Work out how many lines of the listing hold the string "beetle", then answer with that number and nothing else.

------ Exercise data ------

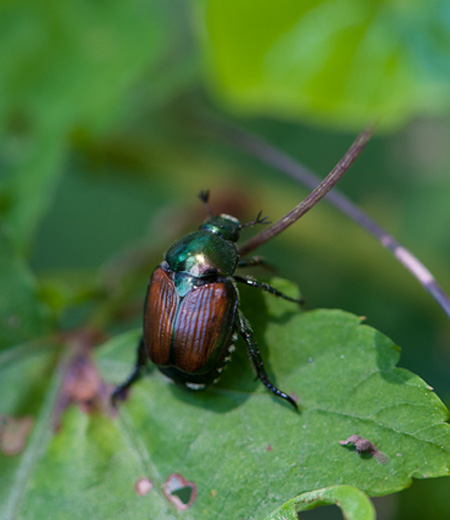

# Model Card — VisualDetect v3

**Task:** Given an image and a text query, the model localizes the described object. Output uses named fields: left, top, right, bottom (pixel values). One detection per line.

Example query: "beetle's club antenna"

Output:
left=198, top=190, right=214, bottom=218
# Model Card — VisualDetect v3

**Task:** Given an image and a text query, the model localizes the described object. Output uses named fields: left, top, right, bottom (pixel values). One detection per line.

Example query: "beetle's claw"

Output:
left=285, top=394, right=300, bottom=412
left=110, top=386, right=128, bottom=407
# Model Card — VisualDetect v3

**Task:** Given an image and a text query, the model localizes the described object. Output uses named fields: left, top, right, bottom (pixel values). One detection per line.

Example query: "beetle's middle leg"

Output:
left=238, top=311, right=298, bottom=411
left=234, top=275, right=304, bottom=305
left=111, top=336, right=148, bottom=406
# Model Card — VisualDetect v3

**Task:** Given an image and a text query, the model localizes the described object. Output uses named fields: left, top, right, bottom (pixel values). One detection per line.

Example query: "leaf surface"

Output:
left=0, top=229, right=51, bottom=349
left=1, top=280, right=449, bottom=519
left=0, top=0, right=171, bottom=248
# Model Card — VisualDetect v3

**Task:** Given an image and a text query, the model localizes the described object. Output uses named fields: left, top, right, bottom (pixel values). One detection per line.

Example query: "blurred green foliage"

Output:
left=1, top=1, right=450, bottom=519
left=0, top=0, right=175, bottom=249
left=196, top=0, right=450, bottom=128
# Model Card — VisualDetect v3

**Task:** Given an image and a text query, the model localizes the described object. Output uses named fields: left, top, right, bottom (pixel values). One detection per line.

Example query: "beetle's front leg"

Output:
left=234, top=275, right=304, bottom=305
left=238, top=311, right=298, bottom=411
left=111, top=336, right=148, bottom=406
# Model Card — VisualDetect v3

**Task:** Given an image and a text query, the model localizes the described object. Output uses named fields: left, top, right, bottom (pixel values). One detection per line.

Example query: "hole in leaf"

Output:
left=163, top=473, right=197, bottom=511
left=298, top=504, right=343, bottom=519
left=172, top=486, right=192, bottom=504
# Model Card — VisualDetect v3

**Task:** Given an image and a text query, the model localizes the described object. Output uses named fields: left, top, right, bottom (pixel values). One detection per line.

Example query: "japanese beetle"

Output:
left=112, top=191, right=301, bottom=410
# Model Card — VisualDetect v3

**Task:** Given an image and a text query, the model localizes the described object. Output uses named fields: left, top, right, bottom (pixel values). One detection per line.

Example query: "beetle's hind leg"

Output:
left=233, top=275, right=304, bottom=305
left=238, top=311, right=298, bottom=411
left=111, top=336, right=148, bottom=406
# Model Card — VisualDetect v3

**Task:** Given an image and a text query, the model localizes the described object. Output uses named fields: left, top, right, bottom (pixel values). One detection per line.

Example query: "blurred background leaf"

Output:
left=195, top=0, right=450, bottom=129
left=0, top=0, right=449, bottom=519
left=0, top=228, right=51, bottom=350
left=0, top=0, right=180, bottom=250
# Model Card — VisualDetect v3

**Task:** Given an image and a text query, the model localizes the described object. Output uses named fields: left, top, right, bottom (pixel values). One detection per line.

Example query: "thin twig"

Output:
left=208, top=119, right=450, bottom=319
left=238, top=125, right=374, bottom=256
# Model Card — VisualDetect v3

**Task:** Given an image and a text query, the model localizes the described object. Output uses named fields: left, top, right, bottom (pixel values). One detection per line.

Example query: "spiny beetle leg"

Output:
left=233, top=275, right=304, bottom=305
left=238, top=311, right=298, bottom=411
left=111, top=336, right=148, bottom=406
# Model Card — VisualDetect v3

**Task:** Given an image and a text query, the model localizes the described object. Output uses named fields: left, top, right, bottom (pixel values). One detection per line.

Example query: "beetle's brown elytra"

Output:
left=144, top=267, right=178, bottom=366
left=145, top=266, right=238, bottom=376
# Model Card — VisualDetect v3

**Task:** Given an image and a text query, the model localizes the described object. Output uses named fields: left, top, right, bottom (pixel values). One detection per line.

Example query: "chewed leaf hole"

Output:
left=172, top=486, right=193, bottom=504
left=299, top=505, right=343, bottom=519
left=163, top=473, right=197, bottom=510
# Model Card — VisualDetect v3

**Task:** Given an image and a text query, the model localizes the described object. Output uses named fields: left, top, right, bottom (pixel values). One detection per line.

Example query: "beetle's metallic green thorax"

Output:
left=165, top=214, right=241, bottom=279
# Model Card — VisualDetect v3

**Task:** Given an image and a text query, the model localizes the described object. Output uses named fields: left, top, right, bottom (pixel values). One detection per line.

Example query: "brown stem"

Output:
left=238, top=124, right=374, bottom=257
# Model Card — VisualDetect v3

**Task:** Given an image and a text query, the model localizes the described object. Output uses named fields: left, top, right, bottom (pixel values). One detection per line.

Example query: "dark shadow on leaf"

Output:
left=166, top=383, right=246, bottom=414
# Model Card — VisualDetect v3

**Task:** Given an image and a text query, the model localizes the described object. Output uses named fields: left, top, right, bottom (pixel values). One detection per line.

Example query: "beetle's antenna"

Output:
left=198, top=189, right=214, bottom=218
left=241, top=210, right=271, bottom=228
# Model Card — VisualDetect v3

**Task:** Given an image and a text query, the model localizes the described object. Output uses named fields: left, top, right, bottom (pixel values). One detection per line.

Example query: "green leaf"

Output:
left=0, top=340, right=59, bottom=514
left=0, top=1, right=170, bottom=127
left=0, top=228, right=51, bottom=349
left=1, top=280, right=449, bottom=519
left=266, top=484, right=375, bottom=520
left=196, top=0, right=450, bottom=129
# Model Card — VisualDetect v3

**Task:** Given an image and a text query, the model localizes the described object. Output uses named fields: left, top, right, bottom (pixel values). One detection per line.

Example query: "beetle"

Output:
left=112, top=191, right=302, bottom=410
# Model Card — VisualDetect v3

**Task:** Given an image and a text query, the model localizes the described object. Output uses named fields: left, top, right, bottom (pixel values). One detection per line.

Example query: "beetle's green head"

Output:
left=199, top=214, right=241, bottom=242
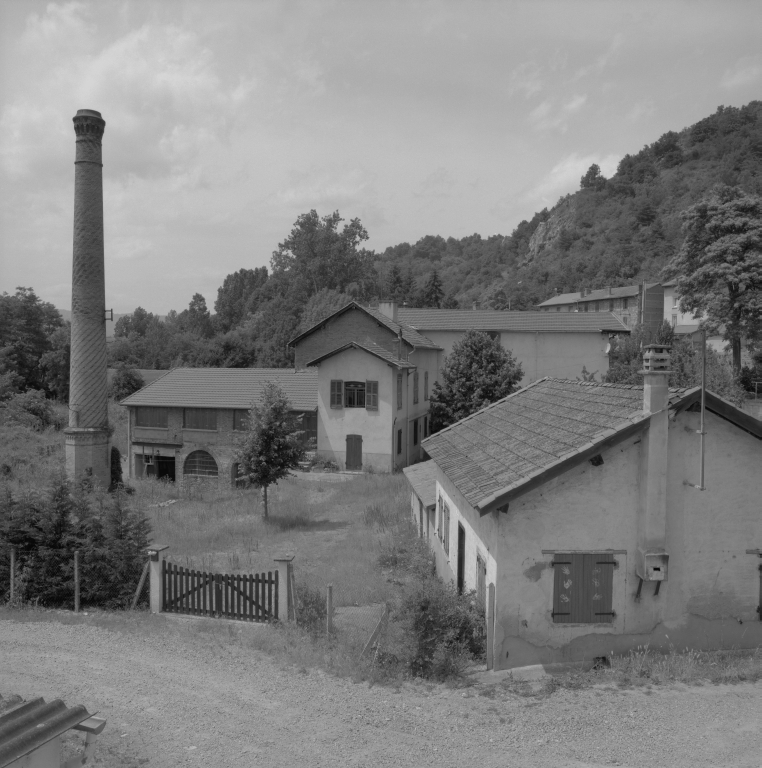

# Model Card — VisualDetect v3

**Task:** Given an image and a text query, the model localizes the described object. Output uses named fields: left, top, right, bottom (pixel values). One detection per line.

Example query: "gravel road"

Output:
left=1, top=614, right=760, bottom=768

------
------ Exercise data ------

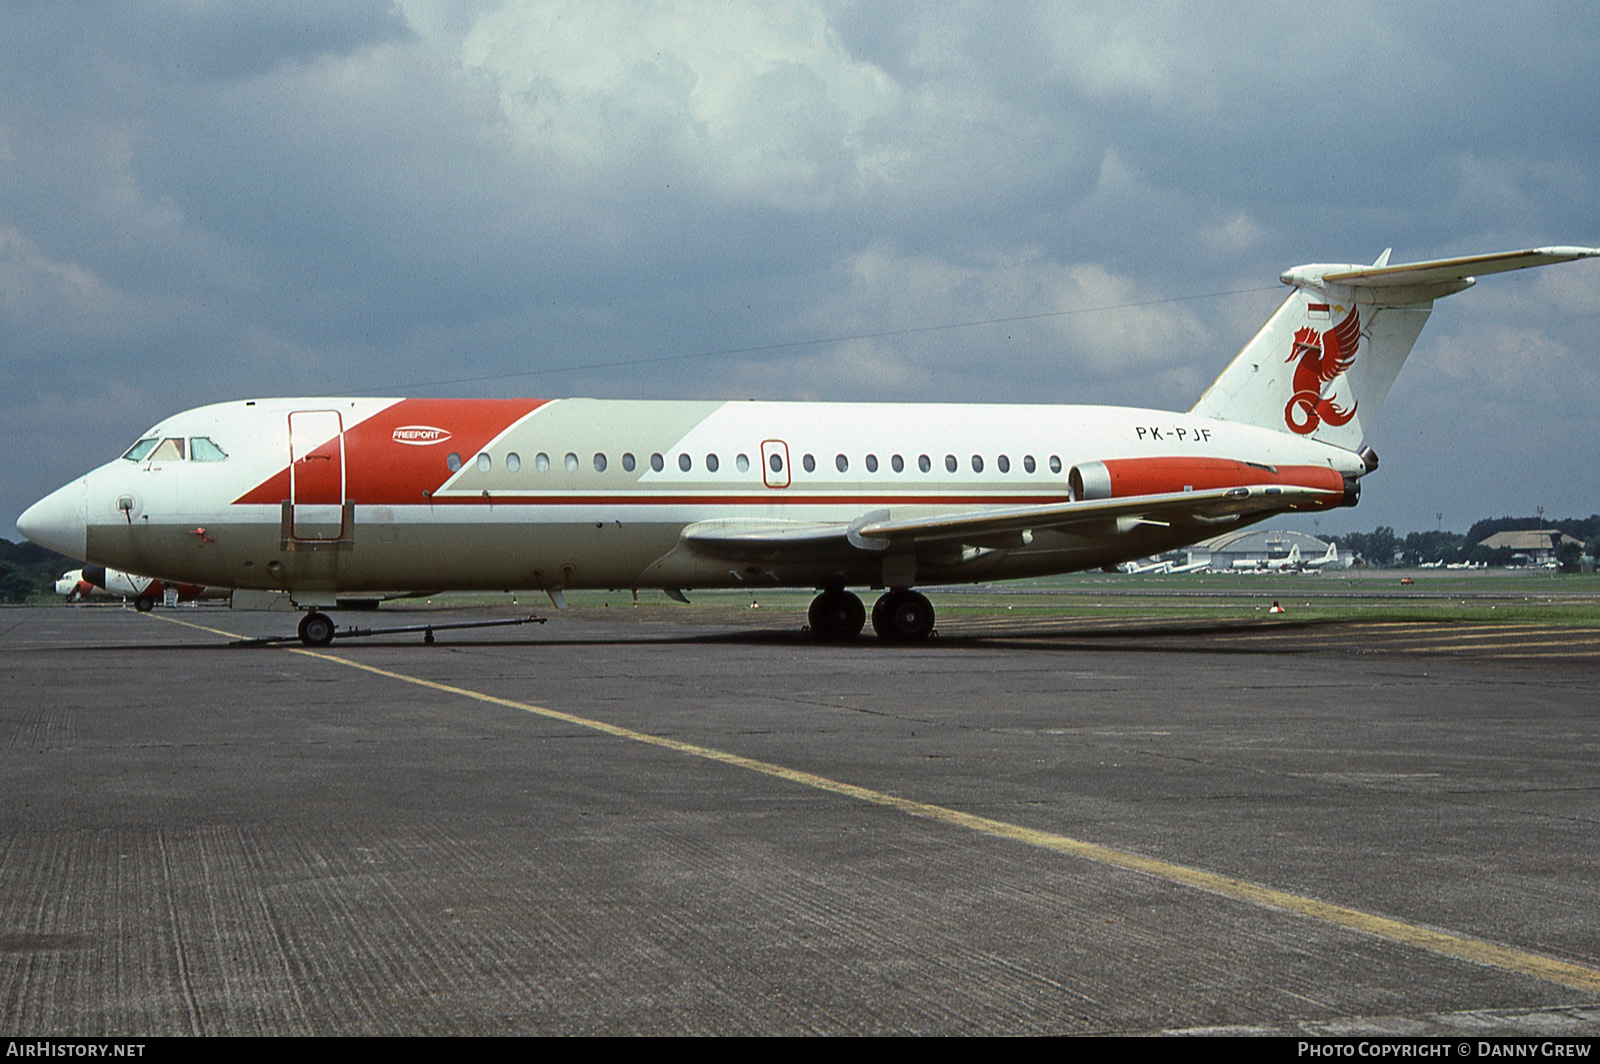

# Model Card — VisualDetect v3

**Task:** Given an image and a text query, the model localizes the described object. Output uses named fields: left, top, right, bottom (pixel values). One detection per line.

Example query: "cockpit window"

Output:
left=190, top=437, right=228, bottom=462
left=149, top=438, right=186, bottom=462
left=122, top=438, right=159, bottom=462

------
------ Exercise data ------

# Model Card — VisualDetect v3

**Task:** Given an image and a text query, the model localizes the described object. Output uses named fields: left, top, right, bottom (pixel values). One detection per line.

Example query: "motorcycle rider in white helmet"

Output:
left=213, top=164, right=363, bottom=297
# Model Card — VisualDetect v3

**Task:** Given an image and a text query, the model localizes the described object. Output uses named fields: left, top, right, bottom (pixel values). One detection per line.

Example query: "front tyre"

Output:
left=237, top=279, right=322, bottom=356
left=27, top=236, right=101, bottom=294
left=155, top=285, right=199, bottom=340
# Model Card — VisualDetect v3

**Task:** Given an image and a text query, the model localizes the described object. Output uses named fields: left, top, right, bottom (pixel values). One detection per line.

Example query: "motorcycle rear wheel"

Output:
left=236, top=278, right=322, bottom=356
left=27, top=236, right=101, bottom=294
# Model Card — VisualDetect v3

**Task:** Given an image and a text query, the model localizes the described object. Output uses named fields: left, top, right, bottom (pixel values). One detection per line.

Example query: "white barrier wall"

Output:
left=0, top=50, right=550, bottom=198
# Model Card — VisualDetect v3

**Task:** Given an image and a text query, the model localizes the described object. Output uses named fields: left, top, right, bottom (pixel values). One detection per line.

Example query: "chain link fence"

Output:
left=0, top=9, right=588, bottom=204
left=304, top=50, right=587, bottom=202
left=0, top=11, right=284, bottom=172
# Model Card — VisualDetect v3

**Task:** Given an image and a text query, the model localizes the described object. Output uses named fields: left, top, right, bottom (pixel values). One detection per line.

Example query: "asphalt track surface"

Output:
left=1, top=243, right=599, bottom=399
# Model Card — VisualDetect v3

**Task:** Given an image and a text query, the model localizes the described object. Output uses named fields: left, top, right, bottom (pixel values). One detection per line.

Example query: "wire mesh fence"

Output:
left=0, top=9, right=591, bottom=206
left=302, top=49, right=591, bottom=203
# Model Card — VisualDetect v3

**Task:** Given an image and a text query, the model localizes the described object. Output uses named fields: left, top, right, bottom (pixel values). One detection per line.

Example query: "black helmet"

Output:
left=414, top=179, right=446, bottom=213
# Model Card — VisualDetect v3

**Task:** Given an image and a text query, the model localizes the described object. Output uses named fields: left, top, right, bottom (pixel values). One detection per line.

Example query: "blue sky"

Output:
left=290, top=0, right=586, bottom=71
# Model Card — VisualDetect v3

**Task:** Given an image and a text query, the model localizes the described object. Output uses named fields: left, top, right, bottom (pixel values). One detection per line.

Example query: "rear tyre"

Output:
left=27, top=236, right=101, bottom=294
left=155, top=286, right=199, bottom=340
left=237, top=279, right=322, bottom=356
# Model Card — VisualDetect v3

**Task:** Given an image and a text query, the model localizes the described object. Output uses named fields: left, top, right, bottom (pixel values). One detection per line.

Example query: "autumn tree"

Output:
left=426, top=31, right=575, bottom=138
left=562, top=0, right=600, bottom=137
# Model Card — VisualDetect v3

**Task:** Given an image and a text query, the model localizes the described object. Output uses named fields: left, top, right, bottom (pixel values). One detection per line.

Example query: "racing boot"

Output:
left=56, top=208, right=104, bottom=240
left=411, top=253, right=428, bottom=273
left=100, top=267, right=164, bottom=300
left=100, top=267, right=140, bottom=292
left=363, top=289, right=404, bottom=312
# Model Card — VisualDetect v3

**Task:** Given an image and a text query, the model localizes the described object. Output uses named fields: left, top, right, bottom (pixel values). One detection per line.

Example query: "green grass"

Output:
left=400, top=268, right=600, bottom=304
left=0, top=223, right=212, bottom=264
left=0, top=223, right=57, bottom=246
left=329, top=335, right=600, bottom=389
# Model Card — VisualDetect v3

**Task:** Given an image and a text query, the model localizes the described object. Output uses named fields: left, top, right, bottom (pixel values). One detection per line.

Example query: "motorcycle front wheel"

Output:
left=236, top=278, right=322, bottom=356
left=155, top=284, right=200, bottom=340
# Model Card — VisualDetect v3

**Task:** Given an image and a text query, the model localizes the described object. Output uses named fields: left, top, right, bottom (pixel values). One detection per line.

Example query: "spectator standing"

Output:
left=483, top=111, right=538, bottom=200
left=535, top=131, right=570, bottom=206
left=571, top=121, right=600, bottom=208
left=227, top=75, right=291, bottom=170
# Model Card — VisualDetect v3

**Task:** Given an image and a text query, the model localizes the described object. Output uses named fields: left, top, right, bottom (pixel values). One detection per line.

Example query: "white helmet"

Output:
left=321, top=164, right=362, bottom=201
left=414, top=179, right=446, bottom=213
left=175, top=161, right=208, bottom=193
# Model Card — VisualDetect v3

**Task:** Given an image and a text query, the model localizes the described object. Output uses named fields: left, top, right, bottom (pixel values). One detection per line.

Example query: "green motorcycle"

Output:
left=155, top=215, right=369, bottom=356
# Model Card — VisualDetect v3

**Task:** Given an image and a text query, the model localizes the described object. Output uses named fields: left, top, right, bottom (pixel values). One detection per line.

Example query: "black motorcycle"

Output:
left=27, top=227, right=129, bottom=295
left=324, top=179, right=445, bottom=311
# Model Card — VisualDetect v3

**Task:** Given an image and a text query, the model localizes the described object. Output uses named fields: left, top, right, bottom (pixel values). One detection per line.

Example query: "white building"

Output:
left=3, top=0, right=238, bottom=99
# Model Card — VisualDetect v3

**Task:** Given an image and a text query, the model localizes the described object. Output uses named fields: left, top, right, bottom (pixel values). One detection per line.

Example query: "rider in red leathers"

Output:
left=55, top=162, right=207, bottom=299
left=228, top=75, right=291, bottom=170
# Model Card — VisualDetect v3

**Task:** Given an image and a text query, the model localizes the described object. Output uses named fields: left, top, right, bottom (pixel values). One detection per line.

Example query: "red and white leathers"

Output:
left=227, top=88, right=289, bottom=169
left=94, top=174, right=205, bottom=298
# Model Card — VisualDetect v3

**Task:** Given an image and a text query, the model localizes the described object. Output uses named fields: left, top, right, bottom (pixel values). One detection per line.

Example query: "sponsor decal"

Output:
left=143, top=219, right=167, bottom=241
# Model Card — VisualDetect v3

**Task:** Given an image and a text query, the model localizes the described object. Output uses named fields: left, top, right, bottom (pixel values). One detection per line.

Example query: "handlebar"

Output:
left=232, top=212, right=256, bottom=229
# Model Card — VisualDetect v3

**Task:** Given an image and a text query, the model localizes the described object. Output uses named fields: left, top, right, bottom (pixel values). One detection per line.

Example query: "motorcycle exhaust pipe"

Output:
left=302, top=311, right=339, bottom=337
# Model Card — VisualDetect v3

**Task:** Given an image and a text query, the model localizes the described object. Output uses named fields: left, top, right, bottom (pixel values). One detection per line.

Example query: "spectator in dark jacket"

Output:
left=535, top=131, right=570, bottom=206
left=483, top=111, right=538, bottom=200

------

Answer to this exercise:
12